In the blog post, what are the building blocks of concept-based instruction?

** Start Document text **

Wednesday, April 29, 2015

The Final Post

This will be my final post on this blog, as my SSED 307 class is coming to a close. Throughout this class, I have learned so much and I have learned what it truly means to be a meaningful, purposeful, and powerful social studies teacher- which has been the purpose of this blog. As my final post, I want to sum up everything that I have learned this semester and take a look at the many teaching techniques and styles explored throughout this class, highlighting some of the key points.

At the beginning of the semester, we learned the five strands of social studies- history, geography and environmental literacy, civics and government, economics, and culture. As future teachers, we must teach all five of these strands. Then, we discussed how social studies is viewed in the public school system today and this was very shocking to all of us. We learned that schools do not focus on social studies as much or make time for social studies because it is not a tested subject. Even though reading and mathematics dominate the school system because they are tested subjects, social studies is still just as important to teach. We learned that social studies is an essential subject to teach because it prepares students to be active, engaged, and participating citizens of the 21st century.

For the first two weeks of class, we learned about a new way of teaching social studies that we, as a class, had never heard of before. Our professor told us that we had to unlearn the way we were taught social studies in the past, this being a memorization of facts, and relearn this new way of teaching social studies, this being concept-based instruction. Concept-based instruction focuses on the teaching of universal, timeless, abstract, and broad concepts. Concept-based instruction has much more benefit for the students as students are able to learn concepts that can be applied to anything and relate to their lives, versus memorizing facts that they will soon forget. We also learned the building blocks of CBI: facts, topics, concepts, and generalizations.

Over the course of the next few weeks, we broke down concept-based instruction and what it means to teach these concepts in the desire of becoming meaningful, purposeful, and powerful social studies teachers. We learned about generalizations, performance tasks, learning experiences, and guiding questions. Generalizations are sentences that incorporate and relate two or more concepts, and are sentences that the students should be able to understand and possibly derive themselves. Performance tasks are the summative assessments that sum up everything learned in the unit. These performance tasks need to be created before the learning experiences as the learning experiences need to reflect the performance tasks in order to ensure valid assessment. Learning experiences are formative assessments usually that are activities designed to prepare students for the performance tasks. Finally, guiding questions are questions created that you want your students to be able to answer and understand, reflecting your generalizations. These questions can be factual but also need to be conceptual and provocative. Provocative questions result in the highest level of thinking.

** End Document text **
** Start Raw data **

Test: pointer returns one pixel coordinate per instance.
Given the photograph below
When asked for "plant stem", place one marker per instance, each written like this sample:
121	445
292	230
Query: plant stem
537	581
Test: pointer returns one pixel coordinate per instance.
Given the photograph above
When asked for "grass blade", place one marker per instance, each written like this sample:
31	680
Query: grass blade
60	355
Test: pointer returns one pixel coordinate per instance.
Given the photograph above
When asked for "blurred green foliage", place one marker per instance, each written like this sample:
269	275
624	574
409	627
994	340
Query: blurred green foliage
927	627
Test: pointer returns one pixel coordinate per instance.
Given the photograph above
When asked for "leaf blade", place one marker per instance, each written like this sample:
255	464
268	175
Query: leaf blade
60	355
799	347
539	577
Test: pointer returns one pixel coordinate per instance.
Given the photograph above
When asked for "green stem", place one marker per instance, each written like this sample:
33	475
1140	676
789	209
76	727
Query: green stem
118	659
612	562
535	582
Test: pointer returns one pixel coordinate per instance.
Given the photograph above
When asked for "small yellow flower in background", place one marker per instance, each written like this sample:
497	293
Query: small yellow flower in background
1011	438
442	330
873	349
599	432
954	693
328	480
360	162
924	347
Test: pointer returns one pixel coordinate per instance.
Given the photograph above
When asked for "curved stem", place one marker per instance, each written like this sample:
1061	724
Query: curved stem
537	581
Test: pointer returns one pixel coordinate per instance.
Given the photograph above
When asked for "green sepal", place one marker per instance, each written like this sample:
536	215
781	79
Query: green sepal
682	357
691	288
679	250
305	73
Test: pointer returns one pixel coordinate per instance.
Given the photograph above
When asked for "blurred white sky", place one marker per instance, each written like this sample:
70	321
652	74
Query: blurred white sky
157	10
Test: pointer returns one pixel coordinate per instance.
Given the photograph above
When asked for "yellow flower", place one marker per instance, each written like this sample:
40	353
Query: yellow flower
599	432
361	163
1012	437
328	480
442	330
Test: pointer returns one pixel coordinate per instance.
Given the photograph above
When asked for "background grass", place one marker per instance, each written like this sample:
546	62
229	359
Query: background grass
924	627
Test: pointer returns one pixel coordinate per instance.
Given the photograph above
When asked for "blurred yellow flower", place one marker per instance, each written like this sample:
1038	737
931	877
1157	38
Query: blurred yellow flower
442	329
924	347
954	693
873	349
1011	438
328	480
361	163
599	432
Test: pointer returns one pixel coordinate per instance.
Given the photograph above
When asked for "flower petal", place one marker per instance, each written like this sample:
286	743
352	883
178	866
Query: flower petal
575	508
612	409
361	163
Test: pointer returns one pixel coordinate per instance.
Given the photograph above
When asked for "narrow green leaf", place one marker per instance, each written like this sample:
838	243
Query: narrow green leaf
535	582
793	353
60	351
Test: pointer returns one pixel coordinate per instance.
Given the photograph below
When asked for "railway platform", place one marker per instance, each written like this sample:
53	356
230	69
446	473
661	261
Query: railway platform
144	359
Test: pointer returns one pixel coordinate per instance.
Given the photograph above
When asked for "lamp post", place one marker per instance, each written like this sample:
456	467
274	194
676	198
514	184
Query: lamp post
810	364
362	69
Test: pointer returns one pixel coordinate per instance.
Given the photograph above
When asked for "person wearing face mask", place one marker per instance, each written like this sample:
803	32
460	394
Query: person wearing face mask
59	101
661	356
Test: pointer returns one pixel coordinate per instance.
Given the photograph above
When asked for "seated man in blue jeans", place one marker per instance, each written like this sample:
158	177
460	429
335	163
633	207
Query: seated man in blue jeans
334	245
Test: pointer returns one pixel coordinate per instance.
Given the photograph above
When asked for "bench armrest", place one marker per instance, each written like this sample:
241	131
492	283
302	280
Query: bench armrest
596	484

** End Raw data **

-- Solved exercise --
Facts, topics, concepts, and generalizations.